Monday, September 17, 2007

McChurch - The War Against Dissent

http://www.counterpunch.org/

September 17, 2007

Erwin Chemerinsky and the Post-9/11 Attack on Academic Freedom

By MARJORIE COHN

One week after the renowned legal scholar Erwin Chemerinsky was offered the position of dean of the new law school at the University of California at Irvine, Chancellor Michael Drake withdrew the offer, informing Duke Law Professor Chemerinsky he had proved to be "too politically controversial." Chemerinsky is one of the most eminent law teachers and constitutional law scholars in the country. Author of a leading treatise on constitutional law, he has written four books and more than 100 law review articles. In 2005, he was named by Legal Affairs as one of "the top 20 legal thinkers in America."
=====
-- COMPLETE THE FOLLOWING --
A. In the article on Erwin Chemerinsky, what reason did Chancellor Michael Drake give for withdrawing the offer?
B. Decide whether each statement agrees with the article on Erwin Chemerinsky, and quote the words that settle it: (i) Chemerinsky was a law professor at Duke when the offer was withdrawn. (ii) Chemerinsky has written more than 100 books. (iii) The offer was withdrawn one month after it was made.
=====
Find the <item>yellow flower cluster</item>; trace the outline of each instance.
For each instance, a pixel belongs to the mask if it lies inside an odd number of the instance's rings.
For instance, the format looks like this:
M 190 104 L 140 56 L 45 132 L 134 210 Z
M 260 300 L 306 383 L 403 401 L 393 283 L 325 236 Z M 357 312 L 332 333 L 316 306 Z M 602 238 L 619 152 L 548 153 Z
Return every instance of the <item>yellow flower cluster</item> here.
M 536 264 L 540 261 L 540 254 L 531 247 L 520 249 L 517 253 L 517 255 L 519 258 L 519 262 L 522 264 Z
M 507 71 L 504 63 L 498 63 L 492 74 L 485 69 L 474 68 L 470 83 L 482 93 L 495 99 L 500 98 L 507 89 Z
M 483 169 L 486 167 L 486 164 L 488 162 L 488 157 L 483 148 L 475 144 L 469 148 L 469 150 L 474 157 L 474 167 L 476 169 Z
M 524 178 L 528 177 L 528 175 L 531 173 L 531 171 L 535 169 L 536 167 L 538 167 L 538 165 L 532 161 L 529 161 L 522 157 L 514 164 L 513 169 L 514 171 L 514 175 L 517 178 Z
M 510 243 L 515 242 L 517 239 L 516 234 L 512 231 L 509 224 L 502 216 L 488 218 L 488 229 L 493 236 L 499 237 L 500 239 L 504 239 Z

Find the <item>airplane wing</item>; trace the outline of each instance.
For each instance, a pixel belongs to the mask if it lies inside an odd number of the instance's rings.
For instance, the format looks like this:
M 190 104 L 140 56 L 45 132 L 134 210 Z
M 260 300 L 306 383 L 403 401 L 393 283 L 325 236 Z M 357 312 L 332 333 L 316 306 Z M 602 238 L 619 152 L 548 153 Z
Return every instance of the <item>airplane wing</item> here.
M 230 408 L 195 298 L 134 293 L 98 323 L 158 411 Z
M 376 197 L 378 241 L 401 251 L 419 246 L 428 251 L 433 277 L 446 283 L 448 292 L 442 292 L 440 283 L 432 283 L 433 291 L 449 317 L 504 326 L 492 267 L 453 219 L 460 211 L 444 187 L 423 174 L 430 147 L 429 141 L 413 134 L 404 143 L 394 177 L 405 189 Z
=====
-- LIST OF SOLUTIONS --
A. He said Chemerinsky had proved to be "too politically controversial."

B.
(i) Yes: "informing Duke Law Professor Chemerinsky"
(ii) No: "he has written four books and more than 100 law review articles"
(iii) No: "One week after the renowned legal scholar Erwin Chemerinsky was offered the position"